*Trecho citado:*
O caminho misterioso não vai para dentro, mas para fora, não entra nos labirintos, mas sai deles. O caminho misterioso sobe por frias névoas de hidrogênio, braços de espiral rotativos e supernovas que explodem. A última etapa foi um tecido de macromoléculas autoconstruídas.



("Maya", Jostein Gaarder)







terça-feira, 24 de maio de 2011

O Dia do Curinga



Um trecho muito interessante do livro “O Dia do Curinga”, de Jostein Gaarder:
O pai de Hans-Thomas conversa com ele:

“—Mil trezentos e quarenta e nove — começou ele.
—A morte negra — respondi. Eu sabia alguma coisa sobre história, mas não sabia o que a peste negra podia ter a ver com o tema do acaso.
—O.k. — disse ele. E continuou: — Você deve saber que metade da população da Noruega sucumbiu à peste. Só que existe aí uma coisa de que nunca falamos.

*Desafio:*
Dê continuidade ao trecho citado acima, sobre a conversa de Hans-Thomas com o pai acerca da peste negra, começando logo após a última frase.

*Dados armazenados:*
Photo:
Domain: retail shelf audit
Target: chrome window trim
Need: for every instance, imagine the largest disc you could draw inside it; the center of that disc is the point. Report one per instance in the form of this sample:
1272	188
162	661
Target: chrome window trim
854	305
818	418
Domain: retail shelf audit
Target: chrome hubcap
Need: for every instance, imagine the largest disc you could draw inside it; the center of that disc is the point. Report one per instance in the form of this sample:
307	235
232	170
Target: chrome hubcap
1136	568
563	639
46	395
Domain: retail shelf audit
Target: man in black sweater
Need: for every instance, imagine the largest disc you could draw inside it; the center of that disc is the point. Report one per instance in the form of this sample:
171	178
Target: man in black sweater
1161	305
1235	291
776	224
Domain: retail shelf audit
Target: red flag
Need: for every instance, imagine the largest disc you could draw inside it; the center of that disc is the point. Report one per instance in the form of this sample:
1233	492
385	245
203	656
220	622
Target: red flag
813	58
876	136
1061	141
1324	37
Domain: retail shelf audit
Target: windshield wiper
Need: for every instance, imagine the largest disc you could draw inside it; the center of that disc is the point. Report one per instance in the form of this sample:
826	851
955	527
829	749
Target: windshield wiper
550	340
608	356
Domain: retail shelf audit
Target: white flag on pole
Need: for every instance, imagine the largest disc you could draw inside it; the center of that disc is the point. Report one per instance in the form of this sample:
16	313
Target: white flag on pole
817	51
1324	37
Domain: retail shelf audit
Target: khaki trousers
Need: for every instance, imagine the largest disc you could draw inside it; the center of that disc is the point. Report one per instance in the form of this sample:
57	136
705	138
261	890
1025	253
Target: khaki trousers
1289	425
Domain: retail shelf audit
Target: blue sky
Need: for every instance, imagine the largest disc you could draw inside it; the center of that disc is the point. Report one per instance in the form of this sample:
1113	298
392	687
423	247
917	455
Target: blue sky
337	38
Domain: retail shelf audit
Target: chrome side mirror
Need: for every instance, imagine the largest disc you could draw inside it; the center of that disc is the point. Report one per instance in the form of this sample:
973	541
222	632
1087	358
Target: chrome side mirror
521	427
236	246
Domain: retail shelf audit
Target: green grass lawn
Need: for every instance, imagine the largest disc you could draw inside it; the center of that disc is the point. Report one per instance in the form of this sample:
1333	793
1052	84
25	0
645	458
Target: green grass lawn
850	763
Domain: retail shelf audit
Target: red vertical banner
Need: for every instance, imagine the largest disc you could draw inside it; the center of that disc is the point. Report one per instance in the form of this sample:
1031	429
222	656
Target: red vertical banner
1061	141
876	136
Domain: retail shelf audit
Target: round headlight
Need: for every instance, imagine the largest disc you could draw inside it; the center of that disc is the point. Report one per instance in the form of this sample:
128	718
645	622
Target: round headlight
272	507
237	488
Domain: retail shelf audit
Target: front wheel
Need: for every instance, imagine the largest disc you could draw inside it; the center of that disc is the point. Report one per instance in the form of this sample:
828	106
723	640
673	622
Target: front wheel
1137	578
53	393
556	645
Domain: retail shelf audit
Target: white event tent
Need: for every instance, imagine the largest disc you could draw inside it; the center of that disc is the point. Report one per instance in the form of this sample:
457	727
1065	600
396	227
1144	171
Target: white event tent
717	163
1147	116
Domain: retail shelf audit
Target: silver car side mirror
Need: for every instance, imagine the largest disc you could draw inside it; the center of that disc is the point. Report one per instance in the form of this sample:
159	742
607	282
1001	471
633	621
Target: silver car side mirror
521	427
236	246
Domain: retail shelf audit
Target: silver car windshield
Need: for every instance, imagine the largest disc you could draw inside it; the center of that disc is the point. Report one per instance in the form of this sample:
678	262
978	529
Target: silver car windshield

*Resposta da tarefa:*
Quando ele começava assim eu já sabia que ia ter de ouvir uma longa explanação.
— Você tem consciência de que naquela época você tinha muitos milhares de antepassados? — perguntou meu pai.
Balancei a cabeça em sinal de dúvida sobre o que ele havia dito. Como aquilo podia ser possível?
—Todos nós temos um pai e uma mãe, quatro avós, oito bisavós, dezesseis tataravós, e assim por diante. Se você for fazendo as contas até voltar a 1349, vai chegar a um número bem grande.
Concordei.
—Então veio a peste. A morte rondava os povoados, um a um, e as crianças eram as suas maiores vítimas. Em algumas famílias morreram todas as crianças; em outras, uma ou talvez duas conseguiram sobreviver. Naquela época, Hans-Thomas, muitas centenas dos seus antepassados eram crianças. E nenhum deles morreu.
—Como é que você pode ter tanta certeza disso? — perguntei intrigado.
Ele deu uma tragada no cigarro e continuou:
—Porque você está bem aqui ao meu lado, olhando para o mar Adriático.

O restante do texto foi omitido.